» Direction 1
Pick out every line of the rows below that contains the word "dark", paying attention to case.

** begin Article **

# "coming out"?



## EvaDestruction (Mar 10, 2006)

am i the only one who feels like im trying to hide a fucking zebra in a room full of people with this?

it just seems to be eating away at me trying to not 'like what i like.' losing my fucking mind it seems.

ive been with my boyfriend for a year now and it's gotten to the point where i dont want to touch his middle. every part of me screams inside that it's what i want to touch; what i need to touch. but i cant; i go around it all.
i feel as though i shouldnt want to and that it does nothing but make him already more uncomfortable with extra weight as well as thinking theres something wrong with me.

i love him to death but all i feel now is that i wont ever be satisfied because of my own strange likes and ill never be comfortable with being honest with him or anyone else.


----------



## missaf (Mar 10, 2006)

Thanks for posting.

I guess, if you put it like that, yes, you're struggling with a taboo among parts of our society, and because this conflicts with someone you love and care for, it feels wrong. 

Coming to terms with what part of you likes fat and why is an important step. Before any relationship outside yourself can blossom, you've got to be yourself, and learn who you are.


----------



## TallEnglishman (Mar 10, 2006)

Feeling conflicted is entirely normal. Don't worry about it. Go at your own pace. Most of us have struggled with our preferences here.

:eat1: :eat1: :eat1: :eat2: :eat2: :eat2:


----------



## zonker (Mar 10, 2006)

EvaDestruction said:


> am i the only one who feels like im trying to hide a fucking zebra in a room full of people with this?
> 
> it just seems to be eating away at me trying to not 'like what i like.' losing my fucking mind it seems.
> 
> ...



Ambiguity and conflicted feelings come with the territory. Just try to relax and enjoy yourself. What's happening is really wonderful if you don't try to put society's critical microscope on it. You love him, you love his body, you desire him, you desire to touch him. :eat2: 

Shouldn't that be wonderful instead of something to feel guilty or messed-up about? Yes, it should. Toss all your socialization out, and enjoy this life. It's the only one we get.... Good luck. Have a great weekend with your hunny, and let him know that you love every bit of him... :smitten:


----------



## Benson (Mar 10, 2006)

Blokes want to feel appreciated just like girls :wubu: Just make sure that he knows you love him as well as, not because of. . . 

What I find most interesting about this post is that threads that have been started in the general forum about the exact same problem but visa versa ie. guys finding it difficult to openly appreiciate a large woman, have been met with impatience and seen as trivial. . .

And believe me, it is harder than it seems.

So can I quickly in my first post , complement the understanding in this thread.

And oh hello all!


----------



## persimmon (Mar 11, 2006)

Aw, eva, that's so rough. Missa is right, though; you've gotta be at a certainly comfort level with it yourself before you can open it up for discussion, and a meaningful and deep relationship demands that kind of honesty.

** end Article **

» Direction 2
Quote the stretch of the forum thread above from "I guess, if" through "who you are." without changing a single character.

** begin Data for this task **

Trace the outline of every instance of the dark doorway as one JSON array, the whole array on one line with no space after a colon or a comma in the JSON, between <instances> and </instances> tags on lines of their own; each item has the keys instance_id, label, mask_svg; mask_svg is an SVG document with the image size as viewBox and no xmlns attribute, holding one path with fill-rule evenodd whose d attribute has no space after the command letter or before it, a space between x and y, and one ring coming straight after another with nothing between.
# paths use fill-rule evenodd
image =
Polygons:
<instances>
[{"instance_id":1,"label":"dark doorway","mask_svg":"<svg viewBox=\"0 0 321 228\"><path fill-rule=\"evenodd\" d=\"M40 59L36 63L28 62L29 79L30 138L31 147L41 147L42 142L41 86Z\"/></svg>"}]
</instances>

** end Data for this task **
** begin Data for this task **

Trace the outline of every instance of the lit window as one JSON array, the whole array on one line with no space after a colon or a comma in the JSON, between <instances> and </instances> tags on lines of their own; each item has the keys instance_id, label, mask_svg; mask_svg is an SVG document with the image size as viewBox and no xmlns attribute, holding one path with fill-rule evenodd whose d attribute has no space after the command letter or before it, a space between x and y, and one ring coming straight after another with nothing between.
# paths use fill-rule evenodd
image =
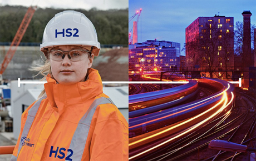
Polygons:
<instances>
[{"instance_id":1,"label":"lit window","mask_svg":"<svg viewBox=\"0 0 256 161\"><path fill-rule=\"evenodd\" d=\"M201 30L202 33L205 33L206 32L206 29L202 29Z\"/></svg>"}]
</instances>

** end Data for this task **
** begin Data for this task **

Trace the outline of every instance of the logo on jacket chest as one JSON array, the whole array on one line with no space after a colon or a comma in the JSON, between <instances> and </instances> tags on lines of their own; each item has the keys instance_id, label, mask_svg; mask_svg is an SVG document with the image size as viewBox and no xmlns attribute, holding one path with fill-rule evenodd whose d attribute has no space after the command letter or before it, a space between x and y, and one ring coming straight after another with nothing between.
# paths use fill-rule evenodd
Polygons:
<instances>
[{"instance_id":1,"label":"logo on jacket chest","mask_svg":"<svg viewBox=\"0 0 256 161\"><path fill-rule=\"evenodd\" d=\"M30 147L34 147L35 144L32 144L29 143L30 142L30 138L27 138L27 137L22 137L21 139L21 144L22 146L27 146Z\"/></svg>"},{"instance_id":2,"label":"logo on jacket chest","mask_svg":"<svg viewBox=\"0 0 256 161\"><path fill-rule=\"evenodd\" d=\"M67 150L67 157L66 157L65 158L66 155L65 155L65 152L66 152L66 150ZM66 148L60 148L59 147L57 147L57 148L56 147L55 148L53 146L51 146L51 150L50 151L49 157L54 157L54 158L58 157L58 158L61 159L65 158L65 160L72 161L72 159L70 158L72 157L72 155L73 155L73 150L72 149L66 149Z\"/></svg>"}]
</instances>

** end Data for this task **

» Expected answer 1
Trace the outline of every instance of the dark doorway as one JSON array, the whole array on one line with no space after a colon or a comma in the JSON, between <instances> and </instances> tags on lines of their own; each item has the keys instance_id, label, mask_svg; mask_svg is an SVG document with the image size as viewBox and no xmlns attribute, holding one path with fill-rule evenodd whose d attribute has no space after the command letter or before it, a space between x and y, and one ring coming straight after another with nothing between.
[{"instance_id":1,"label":"dark doorway","mask_svg":"<svg viewBox=\"0 0 321 228\"><path fill-rule=\"evenodd\" d=\"M40 59L36 63L28 62L29 79L30 138L31 147L41 147L42 142L41 86Z\"/></svg>"}]

» Expected answer 2
I guess, if you put it like that, yes, you're struggling with a taboo among parts of our society, and because this conflicts with someone you love and care for, it feels wrong. 

Coming to terms with what part of you likes fat and why is an important step. Before any relationship outside yourself can blossom, you've got to be yourself, and learn who you are.